• **Instructions to follow**
Among the entries below, find each line with "panel" and show it.

• **Source material**

----

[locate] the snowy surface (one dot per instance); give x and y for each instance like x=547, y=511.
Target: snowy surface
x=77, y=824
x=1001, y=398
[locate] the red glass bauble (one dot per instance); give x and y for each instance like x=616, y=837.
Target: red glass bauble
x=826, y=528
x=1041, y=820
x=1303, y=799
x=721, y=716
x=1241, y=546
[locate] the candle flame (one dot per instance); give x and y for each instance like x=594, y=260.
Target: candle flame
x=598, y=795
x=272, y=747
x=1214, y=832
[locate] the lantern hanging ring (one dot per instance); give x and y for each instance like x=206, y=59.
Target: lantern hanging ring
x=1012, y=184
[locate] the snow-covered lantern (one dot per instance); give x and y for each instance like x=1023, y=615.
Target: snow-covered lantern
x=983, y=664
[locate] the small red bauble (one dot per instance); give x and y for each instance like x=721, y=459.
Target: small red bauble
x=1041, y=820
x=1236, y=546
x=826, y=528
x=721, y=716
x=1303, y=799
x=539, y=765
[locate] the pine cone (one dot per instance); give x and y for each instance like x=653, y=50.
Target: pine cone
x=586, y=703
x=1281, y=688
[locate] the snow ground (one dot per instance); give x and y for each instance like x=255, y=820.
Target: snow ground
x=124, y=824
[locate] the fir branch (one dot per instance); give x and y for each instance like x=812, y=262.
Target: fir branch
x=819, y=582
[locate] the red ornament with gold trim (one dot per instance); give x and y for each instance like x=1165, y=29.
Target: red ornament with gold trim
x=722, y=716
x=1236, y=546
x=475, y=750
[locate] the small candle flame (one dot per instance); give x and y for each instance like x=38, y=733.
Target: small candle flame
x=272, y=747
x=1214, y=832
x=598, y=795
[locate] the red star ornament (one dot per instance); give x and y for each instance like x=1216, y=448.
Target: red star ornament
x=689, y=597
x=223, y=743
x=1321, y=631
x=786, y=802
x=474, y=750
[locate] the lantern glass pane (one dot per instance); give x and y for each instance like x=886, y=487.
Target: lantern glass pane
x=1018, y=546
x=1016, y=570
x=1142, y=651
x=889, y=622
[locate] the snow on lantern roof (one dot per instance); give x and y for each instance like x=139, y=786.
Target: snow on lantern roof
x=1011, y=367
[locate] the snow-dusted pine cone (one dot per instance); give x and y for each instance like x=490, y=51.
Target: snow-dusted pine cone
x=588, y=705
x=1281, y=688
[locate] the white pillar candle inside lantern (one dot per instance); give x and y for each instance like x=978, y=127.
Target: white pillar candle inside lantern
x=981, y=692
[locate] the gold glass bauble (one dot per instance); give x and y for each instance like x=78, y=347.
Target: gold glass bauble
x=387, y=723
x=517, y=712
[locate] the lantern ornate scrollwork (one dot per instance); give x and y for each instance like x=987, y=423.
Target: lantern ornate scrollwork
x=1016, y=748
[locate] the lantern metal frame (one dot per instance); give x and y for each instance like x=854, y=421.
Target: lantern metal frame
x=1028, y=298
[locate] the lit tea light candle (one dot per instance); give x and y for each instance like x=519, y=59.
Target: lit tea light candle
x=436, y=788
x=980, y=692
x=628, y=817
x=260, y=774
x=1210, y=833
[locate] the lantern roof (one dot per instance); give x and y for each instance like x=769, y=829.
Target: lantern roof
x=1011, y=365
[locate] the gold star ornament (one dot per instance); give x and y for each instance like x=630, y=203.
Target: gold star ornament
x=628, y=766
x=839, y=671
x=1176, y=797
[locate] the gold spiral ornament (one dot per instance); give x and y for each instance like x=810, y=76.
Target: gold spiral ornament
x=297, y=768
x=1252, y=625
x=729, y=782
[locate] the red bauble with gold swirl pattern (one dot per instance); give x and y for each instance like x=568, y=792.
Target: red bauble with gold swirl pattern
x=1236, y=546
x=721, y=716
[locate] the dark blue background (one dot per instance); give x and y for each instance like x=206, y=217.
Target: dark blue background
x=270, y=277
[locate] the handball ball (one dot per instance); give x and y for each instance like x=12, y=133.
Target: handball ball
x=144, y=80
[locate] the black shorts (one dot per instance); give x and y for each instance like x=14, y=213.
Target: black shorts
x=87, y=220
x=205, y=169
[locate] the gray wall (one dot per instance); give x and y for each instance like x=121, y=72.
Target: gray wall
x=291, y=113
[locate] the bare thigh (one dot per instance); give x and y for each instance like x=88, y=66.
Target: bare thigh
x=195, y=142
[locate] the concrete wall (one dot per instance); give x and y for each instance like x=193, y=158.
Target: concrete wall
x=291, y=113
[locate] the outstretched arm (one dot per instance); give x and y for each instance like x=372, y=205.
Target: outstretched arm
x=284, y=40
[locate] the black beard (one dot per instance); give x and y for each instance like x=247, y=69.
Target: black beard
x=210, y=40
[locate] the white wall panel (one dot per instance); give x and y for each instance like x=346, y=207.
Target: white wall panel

----

• **Result**
[locate] the white wall panel (one dot per instance); give x and y for each instance like x=346, y=207.
Target: white wall panel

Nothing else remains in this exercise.